REQUIREMENT: Extract each line of the data below that contains the string "wooden". Matching is case-sensitive.

Excerpts from a location annotation dataset
———

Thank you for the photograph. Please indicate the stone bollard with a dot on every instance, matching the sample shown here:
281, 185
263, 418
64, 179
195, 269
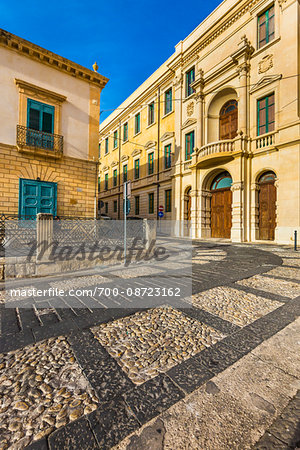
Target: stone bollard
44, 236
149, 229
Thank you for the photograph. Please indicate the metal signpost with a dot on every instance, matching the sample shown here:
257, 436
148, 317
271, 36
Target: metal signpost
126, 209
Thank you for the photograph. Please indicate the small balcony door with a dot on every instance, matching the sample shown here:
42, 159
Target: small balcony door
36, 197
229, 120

———

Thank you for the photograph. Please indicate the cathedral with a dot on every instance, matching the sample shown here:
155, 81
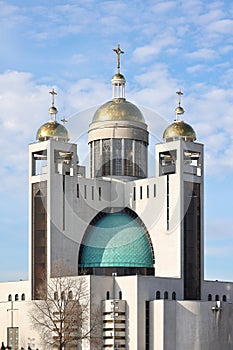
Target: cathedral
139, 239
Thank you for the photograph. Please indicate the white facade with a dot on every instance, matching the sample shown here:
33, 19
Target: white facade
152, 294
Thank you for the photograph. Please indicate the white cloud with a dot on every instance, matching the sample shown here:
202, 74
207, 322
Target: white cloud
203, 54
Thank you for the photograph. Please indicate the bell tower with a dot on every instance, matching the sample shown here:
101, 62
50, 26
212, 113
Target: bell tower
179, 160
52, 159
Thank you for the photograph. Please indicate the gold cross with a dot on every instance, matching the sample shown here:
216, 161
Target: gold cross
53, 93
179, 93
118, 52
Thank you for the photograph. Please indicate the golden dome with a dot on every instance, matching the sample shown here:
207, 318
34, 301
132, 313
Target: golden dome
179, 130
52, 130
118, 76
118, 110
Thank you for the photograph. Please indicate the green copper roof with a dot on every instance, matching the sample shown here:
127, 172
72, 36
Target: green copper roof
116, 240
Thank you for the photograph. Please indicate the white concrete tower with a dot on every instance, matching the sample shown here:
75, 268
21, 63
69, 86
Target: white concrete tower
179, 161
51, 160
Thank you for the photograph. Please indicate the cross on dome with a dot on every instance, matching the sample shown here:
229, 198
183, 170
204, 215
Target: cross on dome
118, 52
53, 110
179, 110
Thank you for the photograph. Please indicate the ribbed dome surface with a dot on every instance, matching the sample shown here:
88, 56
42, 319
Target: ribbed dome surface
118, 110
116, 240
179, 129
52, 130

———

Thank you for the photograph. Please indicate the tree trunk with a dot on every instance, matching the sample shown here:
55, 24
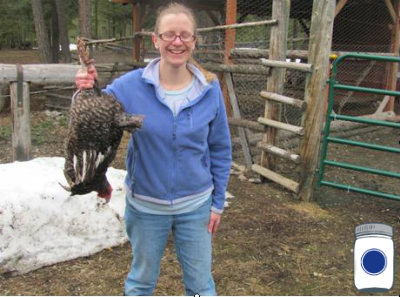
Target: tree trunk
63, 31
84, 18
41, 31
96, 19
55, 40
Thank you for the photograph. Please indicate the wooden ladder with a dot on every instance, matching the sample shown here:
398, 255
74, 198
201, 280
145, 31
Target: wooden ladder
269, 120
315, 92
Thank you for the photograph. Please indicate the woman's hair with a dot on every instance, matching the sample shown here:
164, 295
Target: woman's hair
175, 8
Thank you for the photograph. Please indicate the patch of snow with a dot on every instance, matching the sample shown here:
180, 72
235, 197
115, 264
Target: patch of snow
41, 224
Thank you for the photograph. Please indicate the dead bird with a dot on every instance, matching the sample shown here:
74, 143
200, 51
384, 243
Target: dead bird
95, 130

———

WRITTEN RESPONSE:
Thank you for the photograph. Please indicate the wooden ladder with a dot on every instance, matching the sample shown here:
Target: wooden ladder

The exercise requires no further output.